● Saved data
+++++

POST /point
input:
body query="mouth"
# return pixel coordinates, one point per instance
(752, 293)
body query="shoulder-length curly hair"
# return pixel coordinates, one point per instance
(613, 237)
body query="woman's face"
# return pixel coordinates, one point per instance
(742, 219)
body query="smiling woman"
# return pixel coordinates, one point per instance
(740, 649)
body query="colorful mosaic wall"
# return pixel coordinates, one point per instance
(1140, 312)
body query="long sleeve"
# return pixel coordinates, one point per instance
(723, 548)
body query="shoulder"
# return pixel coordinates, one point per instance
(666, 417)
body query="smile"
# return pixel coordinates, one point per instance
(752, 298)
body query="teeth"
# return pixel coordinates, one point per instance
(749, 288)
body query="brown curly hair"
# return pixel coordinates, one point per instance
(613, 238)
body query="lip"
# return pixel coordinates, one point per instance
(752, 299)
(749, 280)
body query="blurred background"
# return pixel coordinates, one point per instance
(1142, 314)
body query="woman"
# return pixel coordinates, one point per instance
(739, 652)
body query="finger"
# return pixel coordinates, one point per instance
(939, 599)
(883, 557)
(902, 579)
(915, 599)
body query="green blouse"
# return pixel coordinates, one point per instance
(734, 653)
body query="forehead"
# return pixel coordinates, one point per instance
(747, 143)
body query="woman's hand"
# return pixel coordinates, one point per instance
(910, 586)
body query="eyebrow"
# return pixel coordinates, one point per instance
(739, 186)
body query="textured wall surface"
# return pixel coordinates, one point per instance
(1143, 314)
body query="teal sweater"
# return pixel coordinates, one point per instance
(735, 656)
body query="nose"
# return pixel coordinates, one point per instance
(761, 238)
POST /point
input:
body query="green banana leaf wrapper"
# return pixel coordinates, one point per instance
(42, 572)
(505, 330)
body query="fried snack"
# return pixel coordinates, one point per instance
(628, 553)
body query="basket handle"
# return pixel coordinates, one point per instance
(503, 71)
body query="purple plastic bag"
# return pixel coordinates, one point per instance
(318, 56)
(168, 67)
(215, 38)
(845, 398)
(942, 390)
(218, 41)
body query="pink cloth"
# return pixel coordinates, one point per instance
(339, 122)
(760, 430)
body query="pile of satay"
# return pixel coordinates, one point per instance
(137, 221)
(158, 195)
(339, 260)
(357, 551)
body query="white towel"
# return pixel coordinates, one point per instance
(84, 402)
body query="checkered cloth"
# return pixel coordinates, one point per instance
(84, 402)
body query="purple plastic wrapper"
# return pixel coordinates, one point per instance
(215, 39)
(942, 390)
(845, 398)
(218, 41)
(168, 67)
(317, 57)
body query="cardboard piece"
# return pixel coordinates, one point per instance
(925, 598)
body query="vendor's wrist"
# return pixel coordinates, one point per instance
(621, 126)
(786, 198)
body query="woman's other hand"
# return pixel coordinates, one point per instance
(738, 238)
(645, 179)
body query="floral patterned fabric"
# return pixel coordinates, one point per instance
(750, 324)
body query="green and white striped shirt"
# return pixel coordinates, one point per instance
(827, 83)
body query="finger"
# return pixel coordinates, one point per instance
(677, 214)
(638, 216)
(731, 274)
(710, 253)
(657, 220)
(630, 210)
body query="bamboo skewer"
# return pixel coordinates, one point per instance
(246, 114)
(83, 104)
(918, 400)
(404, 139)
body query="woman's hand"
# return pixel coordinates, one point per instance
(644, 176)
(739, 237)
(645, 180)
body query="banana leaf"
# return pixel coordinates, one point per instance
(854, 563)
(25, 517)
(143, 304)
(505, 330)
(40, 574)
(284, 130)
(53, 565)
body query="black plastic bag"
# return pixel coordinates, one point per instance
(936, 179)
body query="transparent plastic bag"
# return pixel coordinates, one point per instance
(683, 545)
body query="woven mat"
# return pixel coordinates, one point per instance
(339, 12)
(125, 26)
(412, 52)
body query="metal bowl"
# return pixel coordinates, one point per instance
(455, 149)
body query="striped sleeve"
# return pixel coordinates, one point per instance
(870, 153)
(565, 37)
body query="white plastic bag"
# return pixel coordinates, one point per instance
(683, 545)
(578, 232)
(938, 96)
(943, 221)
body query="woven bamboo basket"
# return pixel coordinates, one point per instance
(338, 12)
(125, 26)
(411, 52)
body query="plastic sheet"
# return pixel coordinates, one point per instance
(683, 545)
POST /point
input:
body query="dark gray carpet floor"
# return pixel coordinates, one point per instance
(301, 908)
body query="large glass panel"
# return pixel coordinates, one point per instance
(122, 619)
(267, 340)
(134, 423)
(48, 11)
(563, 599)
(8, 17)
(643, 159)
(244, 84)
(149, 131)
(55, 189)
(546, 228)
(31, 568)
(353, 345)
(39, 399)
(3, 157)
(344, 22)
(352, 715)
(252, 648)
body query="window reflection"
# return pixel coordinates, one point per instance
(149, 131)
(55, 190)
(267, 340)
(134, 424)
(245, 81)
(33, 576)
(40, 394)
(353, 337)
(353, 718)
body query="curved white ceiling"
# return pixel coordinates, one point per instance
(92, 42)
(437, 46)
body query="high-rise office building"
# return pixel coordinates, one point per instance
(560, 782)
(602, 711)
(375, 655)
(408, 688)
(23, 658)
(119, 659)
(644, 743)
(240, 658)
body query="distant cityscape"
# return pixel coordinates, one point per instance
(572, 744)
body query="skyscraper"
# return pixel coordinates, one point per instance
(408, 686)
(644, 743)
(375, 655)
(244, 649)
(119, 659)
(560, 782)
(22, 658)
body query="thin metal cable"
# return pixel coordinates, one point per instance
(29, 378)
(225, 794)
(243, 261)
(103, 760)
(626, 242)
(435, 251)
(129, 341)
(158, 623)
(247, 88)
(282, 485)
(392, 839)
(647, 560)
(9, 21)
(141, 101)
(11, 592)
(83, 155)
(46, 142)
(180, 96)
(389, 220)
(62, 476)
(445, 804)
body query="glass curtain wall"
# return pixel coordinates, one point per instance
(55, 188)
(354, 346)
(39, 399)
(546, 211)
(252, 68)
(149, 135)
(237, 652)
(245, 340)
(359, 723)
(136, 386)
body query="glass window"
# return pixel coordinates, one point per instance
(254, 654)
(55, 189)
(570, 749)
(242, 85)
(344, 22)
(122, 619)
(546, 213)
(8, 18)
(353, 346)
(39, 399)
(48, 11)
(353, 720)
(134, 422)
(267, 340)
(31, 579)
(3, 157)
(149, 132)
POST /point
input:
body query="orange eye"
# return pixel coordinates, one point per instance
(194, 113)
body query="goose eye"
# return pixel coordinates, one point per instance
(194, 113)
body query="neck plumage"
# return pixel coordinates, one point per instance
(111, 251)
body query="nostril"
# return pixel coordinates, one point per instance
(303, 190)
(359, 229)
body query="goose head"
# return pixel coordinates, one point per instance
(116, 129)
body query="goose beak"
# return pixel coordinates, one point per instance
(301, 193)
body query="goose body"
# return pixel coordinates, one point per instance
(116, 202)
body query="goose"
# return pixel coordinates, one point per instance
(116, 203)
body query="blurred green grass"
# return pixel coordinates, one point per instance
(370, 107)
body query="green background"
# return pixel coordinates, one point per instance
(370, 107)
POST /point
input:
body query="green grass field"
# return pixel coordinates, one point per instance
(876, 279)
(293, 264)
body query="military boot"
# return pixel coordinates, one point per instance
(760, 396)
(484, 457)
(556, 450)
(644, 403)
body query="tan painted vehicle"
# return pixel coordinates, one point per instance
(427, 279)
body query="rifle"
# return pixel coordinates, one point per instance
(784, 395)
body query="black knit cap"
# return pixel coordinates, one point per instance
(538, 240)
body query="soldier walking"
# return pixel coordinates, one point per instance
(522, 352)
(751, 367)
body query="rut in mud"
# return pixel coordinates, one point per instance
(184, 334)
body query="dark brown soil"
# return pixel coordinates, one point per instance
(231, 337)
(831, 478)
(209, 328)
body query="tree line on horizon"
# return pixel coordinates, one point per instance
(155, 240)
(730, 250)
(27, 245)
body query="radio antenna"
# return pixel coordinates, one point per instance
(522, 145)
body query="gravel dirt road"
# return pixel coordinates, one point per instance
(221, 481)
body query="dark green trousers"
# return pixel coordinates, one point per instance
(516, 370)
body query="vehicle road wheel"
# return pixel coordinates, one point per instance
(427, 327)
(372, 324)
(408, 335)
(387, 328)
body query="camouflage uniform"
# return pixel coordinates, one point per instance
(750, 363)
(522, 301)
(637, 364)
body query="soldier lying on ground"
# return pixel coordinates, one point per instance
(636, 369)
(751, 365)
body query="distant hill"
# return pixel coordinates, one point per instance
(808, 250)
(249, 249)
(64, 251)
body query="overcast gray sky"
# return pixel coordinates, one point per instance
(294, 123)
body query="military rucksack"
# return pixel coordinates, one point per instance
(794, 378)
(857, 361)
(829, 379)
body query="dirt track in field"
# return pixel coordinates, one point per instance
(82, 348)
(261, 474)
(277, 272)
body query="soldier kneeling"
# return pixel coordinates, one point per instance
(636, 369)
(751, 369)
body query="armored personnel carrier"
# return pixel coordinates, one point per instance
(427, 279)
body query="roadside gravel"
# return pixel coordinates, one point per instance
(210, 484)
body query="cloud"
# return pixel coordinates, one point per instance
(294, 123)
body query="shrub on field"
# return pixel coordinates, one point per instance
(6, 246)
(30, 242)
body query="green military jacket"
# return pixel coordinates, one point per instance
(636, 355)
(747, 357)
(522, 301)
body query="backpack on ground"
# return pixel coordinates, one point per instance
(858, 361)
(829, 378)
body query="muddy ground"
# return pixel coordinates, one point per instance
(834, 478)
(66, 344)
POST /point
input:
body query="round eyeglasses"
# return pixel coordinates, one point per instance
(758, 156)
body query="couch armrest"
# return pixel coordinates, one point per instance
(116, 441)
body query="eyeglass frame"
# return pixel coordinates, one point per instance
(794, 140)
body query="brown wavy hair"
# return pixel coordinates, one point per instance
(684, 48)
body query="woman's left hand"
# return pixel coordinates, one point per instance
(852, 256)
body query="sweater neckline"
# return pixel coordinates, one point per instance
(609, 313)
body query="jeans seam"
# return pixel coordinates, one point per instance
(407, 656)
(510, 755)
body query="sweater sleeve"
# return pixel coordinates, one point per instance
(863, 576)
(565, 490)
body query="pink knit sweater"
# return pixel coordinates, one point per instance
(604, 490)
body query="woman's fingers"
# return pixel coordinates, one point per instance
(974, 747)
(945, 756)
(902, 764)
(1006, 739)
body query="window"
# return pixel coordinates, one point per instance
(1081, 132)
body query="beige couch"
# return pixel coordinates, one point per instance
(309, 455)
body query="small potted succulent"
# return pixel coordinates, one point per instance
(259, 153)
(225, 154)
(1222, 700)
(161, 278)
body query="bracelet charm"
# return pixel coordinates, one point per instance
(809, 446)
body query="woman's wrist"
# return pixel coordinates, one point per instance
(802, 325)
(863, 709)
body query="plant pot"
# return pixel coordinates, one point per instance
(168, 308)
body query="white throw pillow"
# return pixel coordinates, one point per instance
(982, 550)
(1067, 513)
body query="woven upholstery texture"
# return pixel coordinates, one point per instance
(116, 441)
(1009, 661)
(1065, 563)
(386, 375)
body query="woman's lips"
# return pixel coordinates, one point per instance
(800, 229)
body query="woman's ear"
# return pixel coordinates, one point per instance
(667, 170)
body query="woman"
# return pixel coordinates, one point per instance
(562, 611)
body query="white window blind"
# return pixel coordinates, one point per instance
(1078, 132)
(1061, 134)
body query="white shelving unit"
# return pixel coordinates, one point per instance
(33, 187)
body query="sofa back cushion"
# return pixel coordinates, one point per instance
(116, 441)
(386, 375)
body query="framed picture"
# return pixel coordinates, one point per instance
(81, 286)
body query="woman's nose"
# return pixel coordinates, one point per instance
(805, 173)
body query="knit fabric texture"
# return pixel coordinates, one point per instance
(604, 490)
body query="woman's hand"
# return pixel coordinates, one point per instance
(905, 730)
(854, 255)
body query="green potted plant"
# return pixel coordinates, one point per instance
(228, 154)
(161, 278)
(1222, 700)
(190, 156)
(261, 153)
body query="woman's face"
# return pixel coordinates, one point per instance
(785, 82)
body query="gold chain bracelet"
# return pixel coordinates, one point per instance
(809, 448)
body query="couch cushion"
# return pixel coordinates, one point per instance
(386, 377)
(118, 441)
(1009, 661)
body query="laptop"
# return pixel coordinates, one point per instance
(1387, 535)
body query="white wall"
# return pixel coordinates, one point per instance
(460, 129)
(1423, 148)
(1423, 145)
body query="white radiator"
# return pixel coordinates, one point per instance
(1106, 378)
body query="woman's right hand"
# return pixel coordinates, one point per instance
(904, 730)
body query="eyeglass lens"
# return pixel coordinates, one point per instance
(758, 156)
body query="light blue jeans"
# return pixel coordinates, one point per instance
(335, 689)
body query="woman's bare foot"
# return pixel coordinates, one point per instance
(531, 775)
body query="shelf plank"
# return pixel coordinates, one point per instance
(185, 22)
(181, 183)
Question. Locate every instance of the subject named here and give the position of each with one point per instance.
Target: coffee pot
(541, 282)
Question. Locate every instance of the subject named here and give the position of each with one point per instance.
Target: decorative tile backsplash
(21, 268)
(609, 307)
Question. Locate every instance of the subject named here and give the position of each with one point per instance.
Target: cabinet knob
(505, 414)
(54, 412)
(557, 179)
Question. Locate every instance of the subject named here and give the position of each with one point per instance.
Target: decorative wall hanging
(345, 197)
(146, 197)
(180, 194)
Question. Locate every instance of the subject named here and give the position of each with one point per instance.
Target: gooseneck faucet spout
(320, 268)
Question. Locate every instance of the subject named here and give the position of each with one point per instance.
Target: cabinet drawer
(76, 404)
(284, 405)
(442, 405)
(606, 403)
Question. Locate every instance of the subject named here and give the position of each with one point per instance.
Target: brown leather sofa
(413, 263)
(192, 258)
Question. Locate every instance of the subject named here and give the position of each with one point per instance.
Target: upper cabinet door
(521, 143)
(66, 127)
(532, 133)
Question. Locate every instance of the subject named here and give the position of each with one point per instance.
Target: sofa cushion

+++++

● Requirements
Which lines of the material above contain the string "background"? Extract each of those lines in full.

● Exercise answer
body query="blurred background"
body query="green background"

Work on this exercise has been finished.